> **Problems**
1. In the Emtec Form 8-K, until what date does the First Amendment extend the term of the loans?
2. Carry the Emtec Form 8-K forward, picking up right after its final sentence.

> **Excerpted text**
Unassociated Document
 


UNITED STATES
SECURITIES AND EXCHANGE COMMISSION
Washington, DC 20549
 

 
FORM 8-K
 

 
CURRENT REPORT
 
Pursuant to Section 13 or 15(d) of the
Securities Exchange Act of 1934
 
Date of Report (Date of earliest event reported): December 5, 2008
 

 
EMTEC, INC.
(Exact name of Registrant as specified in its charter)
 

 
         
Delaware
 
0-32789
 
87-0273300
(State or Other Jurisdiction of
Incorporation or Organization)
 
(Commission File Number)
 
(I.R.S. Employer
Identification No.)
 
525 Lincoln Drive
5 Greentree Center, Suite 117
Marlton, NJ 08053
(Address of principal executive offices)
 
(856) 552-4204
(Registrant’s telephone number, including area code)
 
N/A
(Former name or former address, if changed since last report)
 

 
Check the appropriate box below if the Form 8-K filing is intended to simultaneously satisfy the filing obligation of the registrant under any of the following provisions:
 
¨
Written communications pursuant to Rule 425 under the Securities Act (17 CFR 230.425)
 
¨
Soliciting material pursuant to Rule 14a-12 under the Exchange Act (17 CFR 240.14a-12)
 
¨
Pre-commencement communications pursuant to Rule 14d-2(b) under the Exchange Act (17 CFR 240.14d-2(b))
 
¨
Pre-commencement communications pursuant to Rule 13e-4(c) under the Exchange Act (17 CFR 240.13e-4(c))
 
 
 

 
 
Item 1.01 Entry into a Material Definitive Agreement.
  
On December 5, 2008, Emtec, Inc., a Delaware corporation (the “Company”) and its subsidiaries, Emtec, Inc., a New Jersey corporation, Emtec Viasub LLC, a New Jersey limited liability company, Emtec Federal, Inc., a New Jersey corporation, Emtec Global Services LLC, a Delaware limited liability company (“Emtec Global”), Luceo, Inc., an Illinois corporation (“Luceo”), eBusiness Application Solutions, Inc., a New Jersey corporation (“eBAS”), and Aveeva, Inc., a Delaware corporation (“Aveeva” and together with the Company, Emtec, Inc., Emtec Viasub LLC, Emtec Federal, Inc., Emtec Global, Luceo, and eBAS, the “Borrower”), entered into a First Amendment and Joinder to Loan and Security Agreement and Schedule to Loan and Security Agreement (the “First Amendment”) with De Lage Landen Financial Services, Inc. (the “Lender”), pursuant to which the Lender has agreed to extend the term of the loans issued to the Borrower under the Loan and Security Agreement dated December 7, 2006 (the “Loan and Security Agreement”) and the Schedules to the Loan and Security Agreement (the “Schedules” and collectively with Loan and Security Agreement and the First Amendment, the “Credit Documents”) from December 7, 2008 until December 7, 2010 and to make certain other amendments to the Loan and Security Agreement and the Schedules, including the following:

· 
The First Amendment changes the base rate of interest to the three month (90 day) LIBOR rate from the previous base rate of the “Prime Rate.”

> **Dataset entries**
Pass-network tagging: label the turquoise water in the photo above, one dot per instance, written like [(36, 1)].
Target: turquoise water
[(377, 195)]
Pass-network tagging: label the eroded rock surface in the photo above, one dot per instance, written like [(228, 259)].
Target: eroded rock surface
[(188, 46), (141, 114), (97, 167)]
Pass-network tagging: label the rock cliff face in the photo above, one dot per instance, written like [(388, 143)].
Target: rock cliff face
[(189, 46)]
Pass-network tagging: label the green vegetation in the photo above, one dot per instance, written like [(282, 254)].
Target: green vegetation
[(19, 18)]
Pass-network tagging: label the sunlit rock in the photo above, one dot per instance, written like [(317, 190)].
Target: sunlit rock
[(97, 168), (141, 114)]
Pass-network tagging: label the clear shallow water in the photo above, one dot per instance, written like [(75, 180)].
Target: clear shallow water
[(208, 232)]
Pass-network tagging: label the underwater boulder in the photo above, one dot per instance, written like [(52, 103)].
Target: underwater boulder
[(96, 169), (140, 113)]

> **Task-by-task answers**
1. December 7, 2010.

2.
· 
The First Amendment changes the interest rate for revolving credit loans to the base rate plus 3.25% from the previous interest rate for revolving credit loans of the base rate minus 0.5%, and changes the interest rate for floorplan loans, if applicable, to 6.25% in excess of the base rate from the previous interest rate for floorplan loans of  2.5% in excess of the base rate.

· 
The First Amendment amends the Schedule to provide that the Borrowers must pay the Lender a floorplan annual volume commitment fee if the aggregate amount of all floorplan loans does not equal or exceed $60,000,000 in a 12 month period from December 1st through November 30th.  The floorplan commitment fee is equal to the amount that the floorplan usage during such 12 month period is less than $60,000,000 multiplied by 1%.  If the Borrower terminates the Credit Documents during a 12 month period, the Borrower shall be required to pay the Lender a pro rated portion of the annual volume commitment fee.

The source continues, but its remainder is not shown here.